> _Exercise_:
Could you give the lines of the material below again, starting at "Indicate the red ribbon" and ending at "x=161, y=332", but change "goalkeeper" to "keeper" and leave everything else as it is?

Coordinate labeling data
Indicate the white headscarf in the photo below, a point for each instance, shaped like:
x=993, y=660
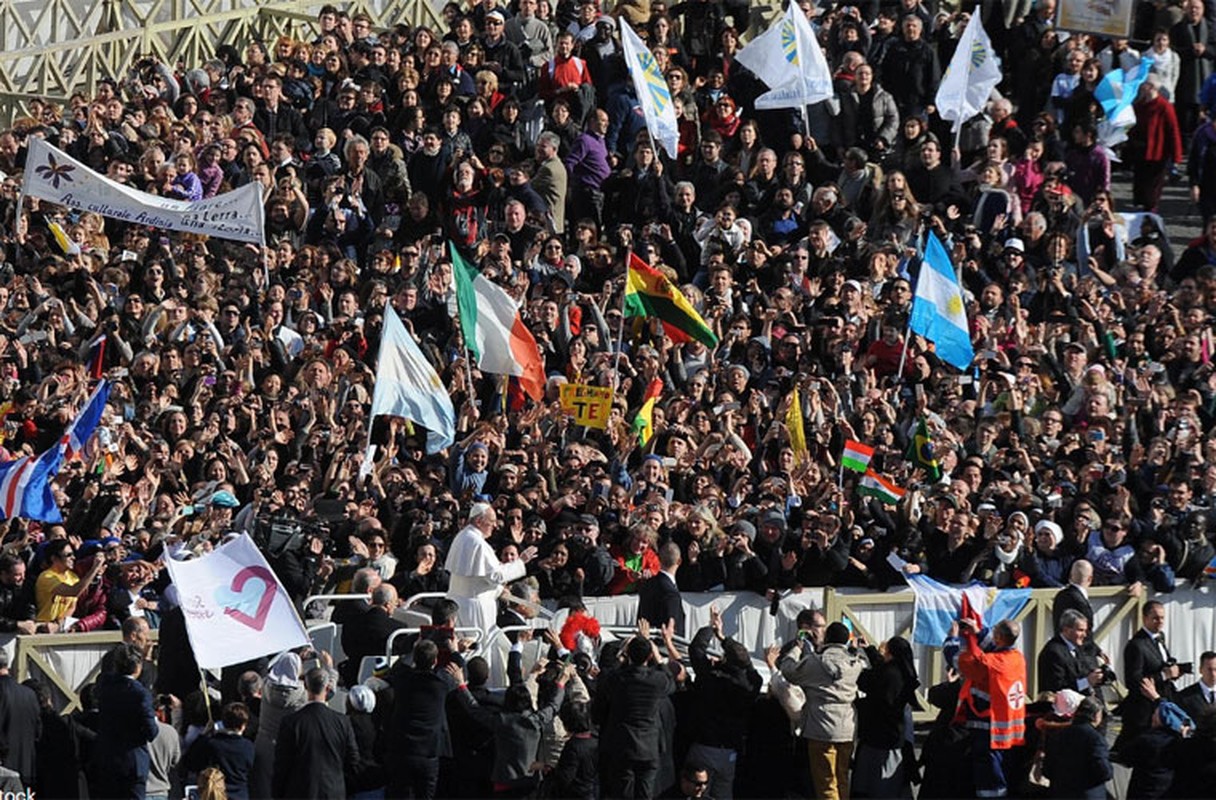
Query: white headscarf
x=285, y=670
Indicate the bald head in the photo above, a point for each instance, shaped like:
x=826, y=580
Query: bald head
x=365, y=580
x=1006, y=632
x=384, y=596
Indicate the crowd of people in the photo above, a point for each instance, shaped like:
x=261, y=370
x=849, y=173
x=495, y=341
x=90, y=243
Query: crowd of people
x=1071, y=452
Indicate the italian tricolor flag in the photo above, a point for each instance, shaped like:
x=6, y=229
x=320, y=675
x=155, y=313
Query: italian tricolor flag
x=493, y=330
x=874, y=485
x=856, y=456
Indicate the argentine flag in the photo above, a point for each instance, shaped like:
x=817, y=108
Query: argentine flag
x=652, y=91
x=938, y=311
x=406, y=386
x=938, y=606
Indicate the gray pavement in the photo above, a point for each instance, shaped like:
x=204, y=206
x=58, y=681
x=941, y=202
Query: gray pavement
x=1181, y=215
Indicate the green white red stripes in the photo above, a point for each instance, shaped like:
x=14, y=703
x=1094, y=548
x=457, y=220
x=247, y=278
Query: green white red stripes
x=856, y=456
x=494, y=331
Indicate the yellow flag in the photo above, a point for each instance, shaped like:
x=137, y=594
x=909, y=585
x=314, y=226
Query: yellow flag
x=794, y=424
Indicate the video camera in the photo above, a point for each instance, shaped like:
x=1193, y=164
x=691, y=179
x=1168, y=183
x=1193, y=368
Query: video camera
x=277, y=534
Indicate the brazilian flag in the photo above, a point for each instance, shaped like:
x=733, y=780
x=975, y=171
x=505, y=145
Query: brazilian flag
x=921, y=451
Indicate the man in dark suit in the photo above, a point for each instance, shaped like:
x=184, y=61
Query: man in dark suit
x=658, y=600
x=21, y=722
x=135, y=631
x=367, y=634
x=316, y=747
x=1077, y=760
x=276, y=117
x=362, y=582
x=1075, y=596
x=1192, y=38
x=626, y=705
x=1147, y=657
x=125, y=726
x=417, y=727
x=1200, y=696
x=1063, y=663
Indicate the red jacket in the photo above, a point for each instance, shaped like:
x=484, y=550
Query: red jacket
x=621, y=582
x=1157, y=130
x=997, y=693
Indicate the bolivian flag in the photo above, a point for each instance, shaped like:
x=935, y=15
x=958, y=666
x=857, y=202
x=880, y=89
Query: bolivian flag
x=921, y=451
x=649, y=293
x=643, y=423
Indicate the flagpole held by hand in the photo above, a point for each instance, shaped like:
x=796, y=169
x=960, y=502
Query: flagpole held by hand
x=620, y=326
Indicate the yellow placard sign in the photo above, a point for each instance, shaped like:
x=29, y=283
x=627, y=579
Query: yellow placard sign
x=587, y=405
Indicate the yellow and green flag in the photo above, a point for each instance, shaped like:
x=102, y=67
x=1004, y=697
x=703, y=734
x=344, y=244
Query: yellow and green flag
x=643, y=422
x=921, y=451
x=649, y=293
x=797, y=431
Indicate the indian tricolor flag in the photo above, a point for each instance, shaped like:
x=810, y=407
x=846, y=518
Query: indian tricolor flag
x=493, y=330
x=874, y=485
x=856, y=456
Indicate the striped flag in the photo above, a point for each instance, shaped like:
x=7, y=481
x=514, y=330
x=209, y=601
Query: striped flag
x=643, y=423
x=938, y=606
x=494, y=331
x=856, y=456
x=649, y=293
x=797, y=431
x=26, y=486
x=77, y=434
x=97, y=358
x=874, y=485
x=921, y=451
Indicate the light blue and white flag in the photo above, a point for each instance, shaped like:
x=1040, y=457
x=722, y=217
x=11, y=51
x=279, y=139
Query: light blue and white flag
x=26, y=490
x=1118, y=88
x=788, y=57
x=406, y=386
x=652, y=91
x=938, y=311
x=1116, y=93
x=939, y=606
x=78, y=433
x=972, y=75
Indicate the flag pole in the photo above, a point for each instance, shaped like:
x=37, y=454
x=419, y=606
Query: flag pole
x=620, y=326
x=904, y=353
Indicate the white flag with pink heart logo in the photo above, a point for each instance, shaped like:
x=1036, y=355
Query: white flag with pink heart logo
x=235, y=607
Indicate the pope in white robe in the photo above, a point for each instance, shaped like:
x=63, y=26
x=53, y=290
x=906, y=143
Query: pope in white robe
x=477, y=574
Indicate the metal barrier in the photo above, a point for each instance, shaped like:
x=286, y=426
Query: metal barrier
x=57, y=48
x=65, y=662
x=1036, y=626
x=54, y=49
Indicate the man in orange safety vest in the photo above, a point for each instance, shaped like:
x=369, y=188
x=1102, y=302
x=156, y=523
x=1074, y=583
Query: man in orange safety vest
x=995, y=709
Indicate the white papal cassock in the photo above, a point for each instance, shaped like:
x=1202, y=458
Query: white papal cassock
x=477, y=576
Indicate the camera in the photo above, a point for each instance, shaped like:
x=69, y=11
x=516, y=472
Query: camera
x=1184, y=668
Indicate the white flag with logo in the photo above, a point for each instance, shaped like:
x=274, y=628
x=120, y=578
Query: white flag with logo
x=972, y=75
x=235, y=607
x=54, y=175
x=788, y=57
x=652, y=91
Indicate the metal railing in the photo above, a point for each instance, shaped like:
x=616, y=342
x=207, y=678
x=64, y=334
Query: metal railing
x=54, y=49
x=1035, y=619
x=46, y=657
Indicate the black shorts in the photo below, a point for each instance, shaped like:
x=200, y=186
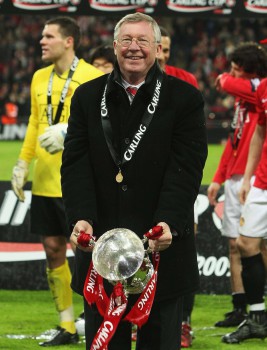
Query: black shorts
x=48, y=217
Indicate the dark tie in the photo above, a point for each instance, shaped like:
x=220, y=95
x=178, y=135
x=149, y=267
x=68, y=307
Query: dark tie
x=132, y=90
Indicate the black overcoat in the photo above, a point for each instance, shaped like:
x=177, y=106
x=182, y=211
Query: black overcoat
x=160, y=182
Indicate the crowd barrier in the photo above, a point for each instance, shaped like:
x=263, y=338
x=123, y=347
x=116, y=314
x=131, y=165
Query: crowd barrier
x=22, y=259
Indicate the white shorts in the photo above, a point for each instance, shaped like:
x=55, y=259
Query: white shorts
x=253, y=222
x=232, y=207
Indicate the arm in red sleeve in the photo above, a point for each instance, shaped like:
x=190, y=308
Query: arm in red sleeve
x=244, y=89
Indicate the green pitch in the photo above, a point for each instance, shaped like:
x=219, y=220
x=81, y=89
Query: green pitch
x=9, y=151
x=27, y=314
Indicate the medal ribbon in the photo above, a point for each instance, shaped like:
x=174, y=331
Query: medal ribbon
x=146, y=119
x=63, y=93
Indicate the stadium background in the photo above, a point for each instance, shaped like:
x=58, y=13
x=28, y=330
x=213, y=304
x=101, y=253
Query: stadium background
x=199, y=45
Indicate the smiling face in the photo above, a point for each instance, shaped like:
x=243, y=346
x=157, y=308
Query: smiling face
x=53, y=43
x=135, y=61
x=238, y=72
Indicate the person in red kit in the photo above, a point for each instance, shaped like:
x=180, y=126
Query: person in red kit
x=187, y=334
x=248, y=67
x=253, y=228
x=164, y=58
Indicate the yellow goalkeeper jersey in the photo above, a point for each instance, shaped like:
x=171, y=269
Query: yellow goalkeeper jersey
x=46, y=172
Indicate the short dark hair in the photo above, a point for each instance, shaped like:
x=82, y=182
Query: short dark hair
x=252, y=57
x=68, y=27
x=103, y=51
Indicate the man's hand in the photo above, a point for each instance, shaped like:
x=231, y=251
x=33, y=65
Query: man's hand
x=164, y=241
x=52, y=140
x=19, y=178
x=212, y=192
x=244, y=190
x=81, y=226
x=218, y=83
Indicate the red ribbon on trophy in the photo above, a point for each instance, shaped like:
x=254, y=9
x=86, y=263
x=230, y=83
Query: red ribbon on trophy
x=113, y=308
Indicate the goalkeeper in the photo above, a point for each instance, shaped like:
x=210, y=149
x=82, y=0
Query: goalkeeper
x=51, y=91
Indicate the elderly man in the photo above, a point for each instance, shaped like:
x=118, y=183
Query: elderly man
x=134, y=158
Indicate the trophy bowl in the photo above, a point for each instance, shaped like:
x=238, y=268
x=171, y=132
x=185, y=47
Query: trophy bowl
x=119, y=255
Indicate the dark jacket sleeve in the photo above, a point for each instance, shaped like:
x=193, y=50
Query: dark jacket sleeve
x=185, y=167
x=76, y=170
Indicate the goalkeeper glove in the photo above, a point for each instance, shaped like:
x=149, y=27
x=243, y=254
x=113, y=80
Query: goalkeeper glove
x=19, y=178
x=52, y=140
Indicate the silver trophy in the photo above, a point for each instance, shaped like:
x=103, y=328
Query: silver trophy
x=119, y=255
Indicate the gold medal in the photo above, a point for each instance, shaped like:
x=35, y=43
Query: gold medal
x=119, y=177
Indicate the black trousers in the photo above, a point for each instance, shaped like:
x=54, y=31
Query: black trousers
x=161, y=332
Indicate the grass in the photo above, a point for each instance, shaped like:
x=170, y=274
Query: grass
x=9, y=151
x=26, y=314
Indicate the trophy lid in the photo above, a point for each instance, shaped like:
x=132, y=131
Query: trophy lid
x=118, y=254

> _Exercise response_:
Indicate the red ribbon on trophy in the photo above, a point for each instance, shaped like:
x=254, y=9
x=86, y=263
x=230, y=83
Query: red ribbon on trophy
x=113, y=308
Indicate the keeper in the photo above, a point for each instance, shaped like:
x=210, y=149
x=82, y=0
Query: keeper
x=51, y=91
Indicate the elderly man in the photo above, a point for each instance, shaped like:
x=118, y=183
Query: elderly man
x=134, y=158
Indicate the trophy bowl in the photo above, a point for each instance, shaped like:
x=238, y=268
x=171, y=132
x=185, y=47
Query: trophy bowl
x=119, y=255
Indicate the dark jacket sleeve in the photo above, a point for each instance, shaped like:
x=193, y=50
Query: dark jacket sleeve
x=185, y=167
x=76, y=170
Indicate the keeper glove in the photo above, a point for each instance, shaped like:
x=149, y=27
x=243, y=254
x=113, y=80
Query: keeper glove
x=19, y=178
x=52, y=140
Indicate the silver trophy in the photo above, a point for each instance, shaped like:
x=103, y=328
Query: silver trophy
x=119, y=255
Indicate the gold medal in the photo above, a point for each instance, shaped like:
x=35, y=43
Query: gold medal
x=119, y=177
Indicate the black trousers in the photo above, a point for each instance, shaped like:
x=54, y=31
Query: black trousers
x=161, y=332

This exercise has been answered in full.